• REQUIRED WORK:
Give back, word for word, only the lines from the one containing "Where can you find the stryker" to the end of the listing below.

• GIVEN DATA:
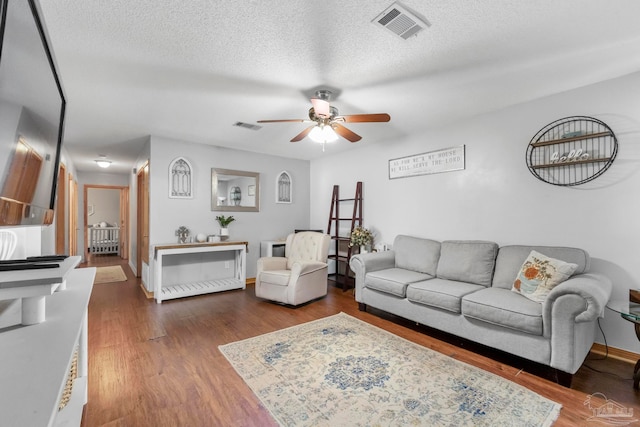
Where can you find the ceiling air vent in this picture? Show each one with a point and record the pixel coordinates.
(247, 125)
(401, 21)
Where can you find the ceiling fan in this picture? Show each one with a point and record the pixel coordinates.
(327, 123)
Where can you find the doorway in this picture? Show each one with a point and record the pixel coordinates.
(106, 220)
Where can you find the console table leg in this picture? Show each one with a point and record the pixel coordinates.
(636, 369)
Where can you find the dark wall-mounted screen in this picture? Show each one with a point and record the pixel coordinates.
(32, 107)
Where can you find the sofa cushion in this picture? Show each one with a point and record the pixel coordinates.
(417, 254)
(469, 261)
(440, 293)
(505, 308)
(540, 274)
(276, 277)
(510, 259)
(393, 280)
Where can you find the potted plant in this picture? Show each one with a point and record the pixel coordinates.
(224, 222)
(362, 237)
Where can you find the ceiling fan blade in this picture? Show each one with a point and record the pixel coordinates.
(282, 121)
(346, 133)
(366, 118)
(302, 134)
(321, 107)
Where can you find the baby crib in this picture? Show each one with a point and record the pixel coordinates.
(104, 240)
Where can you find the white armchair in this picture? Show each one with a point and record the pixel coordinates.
(299, 276)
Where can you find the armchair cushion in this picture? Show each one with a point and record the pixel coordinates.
(299, 277)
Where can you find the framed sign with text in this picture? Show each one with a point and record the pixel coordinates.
(445, 160)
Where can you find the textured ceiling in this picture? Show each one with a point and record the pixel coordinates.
(190, 69)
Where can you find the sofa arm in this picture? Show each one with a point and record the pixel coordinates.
(301, 268)
(271, 263)
(594, 289)
(365, 263)
(569, 316)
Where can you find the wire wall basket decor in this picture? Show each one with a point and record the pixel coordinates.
(572, 151)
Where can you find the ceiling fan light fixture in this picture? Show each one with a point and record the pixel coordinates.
(323, 134)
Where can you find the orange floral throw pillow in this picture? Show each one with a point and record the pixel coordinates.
(540, 274)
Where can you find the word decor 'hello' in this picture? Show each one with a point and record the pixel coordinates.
(445, 160)
(571, 156)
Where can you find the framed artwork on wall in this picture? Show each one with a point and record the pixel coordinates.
(180, 179)
(284, 187)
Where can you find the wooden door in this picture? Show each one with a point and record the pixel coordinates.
(73, 216)
(124, 223)
(143, 218)
(61, 209)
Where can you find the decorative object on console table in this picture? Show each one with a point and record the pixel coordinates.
(236, 196)
(571, 151)
(224, 222)
(183, 233)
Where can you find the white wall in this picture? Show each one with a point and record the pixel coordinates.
(273, 221)
(496, 197)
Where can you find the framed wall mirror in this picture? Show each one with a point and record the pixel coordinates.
(235, 191)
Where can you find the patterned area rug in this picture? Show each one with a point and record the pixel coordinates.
(110, 274)
(340, 371)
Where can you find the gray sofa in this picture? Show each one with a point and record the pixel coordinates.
(465, 288)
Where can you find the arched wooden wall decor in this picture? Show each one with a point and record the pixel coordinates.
(180, 179)
(284, 188)
(571, 151)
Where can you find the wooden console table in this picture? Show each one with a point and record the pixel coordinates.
(192, 276)
(36, 359)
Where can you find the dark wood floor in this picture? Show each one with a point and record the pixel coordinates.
(159, 365)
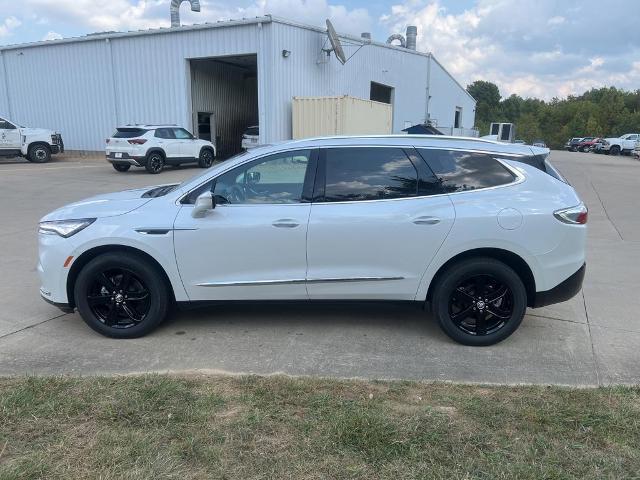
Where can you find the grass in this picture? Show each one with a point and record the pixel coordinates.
(161, 426)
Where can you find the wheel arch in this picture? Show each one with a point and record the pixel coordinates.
(92, 253)
(513, 260)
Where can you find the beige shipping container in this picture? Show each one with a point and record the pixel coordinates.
(345, 115)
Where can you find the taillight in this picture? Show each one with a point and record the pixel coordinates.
(575, 215)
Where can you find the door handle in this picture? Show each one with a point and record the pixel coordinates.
(285, 223)
(426, 221)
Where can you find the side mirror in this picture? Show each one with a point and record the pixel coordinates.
(253, 178)
(204, 203)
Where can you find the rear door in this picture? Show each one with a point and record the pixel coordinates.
(377, 220)
(167, 141)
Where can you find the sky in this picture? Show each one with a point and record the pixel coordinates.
(533, 48)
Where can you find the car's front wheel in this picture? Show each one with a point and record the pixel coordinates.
(206, 158)
(39, 153)
(479, 301)
(121, 295)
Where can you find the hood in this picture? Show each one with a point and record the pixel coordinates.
(35, 131)
(100, 206)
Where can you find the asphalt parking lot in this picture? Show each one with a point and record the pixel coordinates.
(591, 340)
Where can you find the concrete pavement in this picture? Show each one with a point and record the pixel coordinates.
(592, 339)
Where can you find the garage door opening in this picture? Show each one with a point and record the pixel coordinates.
(224, 100)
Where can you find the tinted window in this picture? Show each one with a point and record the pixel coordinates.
(129, 132)
(164, 133)
(277, 178)
(182, 134)
(368, 174)
(460, 171)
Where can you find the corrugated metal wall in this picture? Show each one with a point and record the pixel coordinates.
(86, 88)
(225, 91)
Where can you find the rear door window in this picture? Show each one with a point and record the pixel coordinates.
(129, 132)
(368, 173)
(164, 133)
(460, 171)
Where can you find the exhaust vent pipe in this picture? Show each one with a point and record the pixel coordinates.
(397, 36)
(175, 10)
(412, 34)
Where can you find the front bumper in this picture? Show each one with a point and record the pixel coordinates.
(562, 292)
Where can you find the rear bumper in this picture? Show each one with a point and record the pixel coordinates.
(562, 292)
(126, 159)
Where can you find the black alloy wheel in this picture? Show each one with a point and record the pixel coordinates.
(121, 295)
(118, 298)
(479, 301)
(481, 305)
(155, 163)
(206, 158)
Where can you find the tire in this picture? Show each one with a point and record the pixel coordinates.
(39, 153)
(155, 162)
(206, 158)
(121, 167)
(111, 310)
(457, 307)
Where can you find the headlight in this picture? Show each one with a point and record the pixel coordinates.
(65, 228)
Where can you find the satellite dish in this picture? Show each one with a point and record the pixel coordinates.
(336, 45)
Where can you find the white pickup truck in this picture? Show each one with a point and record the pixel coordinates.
(622, 145)
(35, 144)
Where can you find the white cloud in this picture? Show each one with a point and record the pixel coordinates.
(52, 36)
(10, 23)
(537, 48)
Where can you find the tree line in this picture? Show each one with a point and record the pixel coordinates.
(600, 112)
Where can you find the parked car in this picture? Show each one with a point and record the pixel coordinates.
(154, 146)
(586, 144)
(622, 145)
(572, 144)
(251, 137)
(35, 144)
(478, 229)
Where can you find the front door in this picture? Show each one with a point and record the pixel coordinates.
(379, 224)
(9, 136)
(252, 245)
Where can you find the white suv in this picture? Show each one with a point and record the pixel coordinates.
(478, 229)
(154, 146)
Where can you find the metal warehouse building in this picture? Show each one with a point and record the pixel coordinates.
(237, 73)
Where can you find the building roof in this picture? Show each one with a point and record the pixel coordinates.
(221, 24)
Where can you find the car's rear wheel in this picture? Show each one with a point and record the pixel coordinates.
(121, 167)
(479, 301)
(39, 153)
(155, 162)
(121, 295)
(206, 158)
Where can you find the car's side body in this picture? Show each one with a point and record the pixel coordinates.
(22, 141)
(133, 145)
(382, 249)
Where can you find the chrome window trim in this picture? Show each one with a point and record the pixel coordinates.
(520, 178)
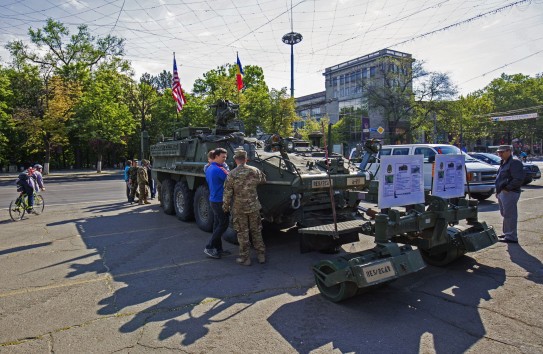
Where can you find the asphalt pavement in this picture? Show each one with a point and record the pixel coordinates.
(95, 274)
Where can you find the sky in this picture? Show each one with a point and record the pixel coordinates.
(473, 41)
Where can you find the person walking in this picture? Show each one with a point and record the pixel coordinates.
(241, 197)
(127, 178)
(215, 177)
(133, 181)
(508, 183)
(143, 182)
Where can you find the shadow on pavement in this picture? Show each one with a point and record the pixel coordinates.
(24, 248)
(531, 264)
(161, 273)
(437, 307)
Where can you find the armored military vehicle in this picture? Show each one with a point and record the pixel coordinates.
(305, 185)
(442, 230)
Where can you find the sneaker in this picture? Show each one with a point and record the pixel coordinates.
(243, 261)
(211, 252)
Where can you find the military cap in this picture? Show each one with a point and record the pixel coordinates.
(240, 153)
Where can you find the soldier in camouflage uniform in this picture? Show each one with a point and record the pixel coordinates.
(133, 181)
(240, 195)
(143, 181)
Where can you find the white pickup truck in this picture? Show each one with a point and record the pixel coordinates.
(480, 176)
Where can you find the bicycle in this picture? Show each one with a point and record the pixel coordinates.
(19, 206)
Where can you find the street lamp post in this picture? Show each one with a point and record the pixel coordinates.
(291, 39)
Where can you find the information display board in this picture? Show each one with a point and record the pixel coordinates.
(401, 181)
(449, 176)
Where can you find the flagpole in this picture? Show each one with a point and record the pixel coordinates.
(237, 56)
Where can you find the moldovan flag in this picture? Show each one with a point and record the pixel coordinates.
(177, 91)
(239, 75)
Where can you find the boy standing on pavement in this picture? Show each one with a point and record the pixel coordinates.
(240, 193)
(143, 181)
(508, 183)
(215, 177)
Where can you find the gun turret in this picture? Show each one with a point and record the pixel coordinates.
(225, 112)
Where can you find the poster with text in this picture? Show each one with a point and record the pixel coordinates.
(449, 176)
(401, 181)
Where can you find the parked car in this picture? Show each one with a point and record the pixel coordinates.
(531, 171)
(481, 176)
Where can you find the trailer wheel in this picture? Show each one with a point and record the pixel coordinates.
(183, 199)
(167, 196)
(334, 293)
(202, 210)
(443, 258)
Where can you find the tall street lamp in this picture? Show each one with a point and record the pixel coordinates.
(291, 39)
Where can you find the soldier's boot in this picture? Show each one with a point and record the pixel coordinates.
(243, 261)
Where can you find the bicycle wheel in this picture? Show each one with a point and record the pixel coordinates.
(16, 211)
(39, 204)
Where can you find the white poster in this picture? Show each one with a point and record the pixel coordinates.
(449, 176)
(401, 181)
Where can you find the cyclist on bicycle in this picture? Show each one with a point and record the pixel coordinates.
(38, 178)
(25, 184)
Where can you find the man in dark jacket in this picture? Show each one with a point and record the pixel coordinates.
(508, 182)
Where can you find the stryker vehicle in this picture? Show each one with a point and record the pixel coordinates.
(433, 227)
(302, 179)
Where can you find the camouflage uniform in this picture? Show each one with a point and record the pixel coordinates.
(143, 181)
(133, 175)
(240, 193)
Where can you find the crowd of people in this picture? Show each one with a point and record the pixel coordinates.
(234, 192)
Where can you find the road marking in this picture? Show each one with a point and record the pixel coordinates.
(524, 200)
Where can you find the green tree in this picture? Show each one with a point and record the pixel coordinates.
(7, 125)
(103, 118)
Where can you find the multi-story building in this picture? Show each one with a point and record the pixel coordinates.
(345, 94)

• EXPECTED ANSWER:
Where can you find the stryker vehicle in this picture? Show each one with a point and record the pixel coordinates.
(433, 227)
(302, 179)
Where can you find the camouflage uniform in this picture? Show each one with a point and record the pixel coordinates.
(143, 181)
(133, 175)
(240, 193)
Where can you find the crowd of people in this picture? Show each one with a point and record the pixel coordinates.
(234, 192)
Where can you find the road marking in this picture? Show each one with a point and record the pixel coordinates.
(524, 200)
Where can you find the green tree in this picture? Show each one with a point and record the pixel coordinates.
(7, 125)
(103, 118)
Where can you find the multi-story building in this picture? Show each one with a point and record the pixel coordinates.
(345, 94)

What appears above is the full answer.